GOAL OF THE EXERCISE
Only the lines from the one holding "Target: grassy bank" to the final line of the material below belong in the answer, transcribed exactly.

[Start of section]

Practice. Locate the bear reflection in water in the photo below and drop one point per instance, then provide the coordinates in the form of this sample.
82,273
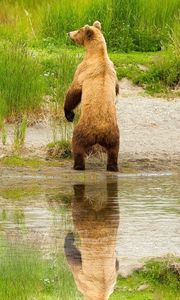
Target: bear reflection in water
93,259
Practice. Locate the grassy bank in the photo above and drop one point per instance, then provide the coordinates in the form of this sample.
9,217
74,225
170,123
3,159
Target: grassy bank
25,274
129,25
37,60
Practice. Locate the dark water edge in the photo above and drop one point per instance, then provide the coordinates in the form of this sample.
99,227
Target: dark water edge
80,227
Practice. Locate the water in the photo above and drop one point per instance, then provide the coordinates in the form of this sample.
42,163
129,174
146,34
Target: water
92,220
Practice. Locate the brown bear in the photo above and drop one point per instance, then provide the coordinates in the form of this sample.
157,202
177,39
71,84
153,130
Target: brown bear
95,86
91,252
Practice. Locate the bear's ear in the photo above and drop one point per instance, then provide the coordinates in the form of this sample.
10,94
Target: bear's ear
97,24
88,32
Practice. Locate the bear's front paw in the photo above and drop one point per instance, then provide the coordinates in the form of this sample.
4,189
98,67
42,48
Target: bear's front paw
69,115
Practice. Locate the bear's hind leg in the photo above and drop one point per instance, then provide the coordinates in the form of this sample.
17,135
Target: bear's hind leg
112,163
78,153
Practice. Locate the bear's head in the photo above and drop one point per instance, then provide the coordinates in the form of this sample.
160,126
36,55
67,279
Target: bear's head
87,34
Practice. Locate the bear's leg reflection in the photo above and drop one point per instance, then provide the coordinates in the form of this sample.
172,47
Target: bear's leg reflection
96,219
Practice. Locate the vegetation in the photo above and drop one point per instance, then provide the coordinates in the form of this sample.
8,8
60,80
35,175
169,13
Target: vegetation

[End of section]

SOLUTION BELOW
Target: grassy bank
25,274
129,25
37,60
Practice. Locate the dark water edge in the photo above and drop one point per instance, then provide the coordinates in the form of this sample.
99,227
Target: dark water edge
80,227
Practice. Locate the water in the photo above and drop one point per instance, then provide the coordinates in the form of this sample.
42,163
129,174
146,34
Target: water
92,220
Practice. Locate the brown bear in the photo above and drop one point per instance, then provide the coordinates in the form of this sample.
157,202
177,39
71,84
153,130
Target: brown bear
95,86
91,252
Practice. Locate the bear's ear in the photo above and drop one point per instance, then provide the coordinates in the form of this sample.
10,94
Target: bear's ear
97,24
88,32
Practice. Locate the bear's front paw in the photo above and drop one point per instance, then provide the coordinates in the form of this sample.
4,189
98,67
42,48
Target: bear's front paw
69,115
Practice. Locate the bear's hind leg in the photo above and drop one point per instance, then provide the coordinates in the form of this sample.
17,135
Target: bear's hind leg
112,163
78,153
Practice. Locate the bear's head in the photo above and drop one point per instance, then provide the coordinates in the form of this sample.
160,126
36,55
67,279
Target: bear's head
87,34
Practice. Locate the bear's leg reflection in the photo above and drop one point per instance, then provide the coordinates in the form of this sample.
172,47
Target: bear's leg reflection
96,219
Practice. Locate the vegetation in the photo above and drop one point per instance, then provide the coordinates in the form of this sample.
8,8
60,80
35,175
169,13
Target: vegetation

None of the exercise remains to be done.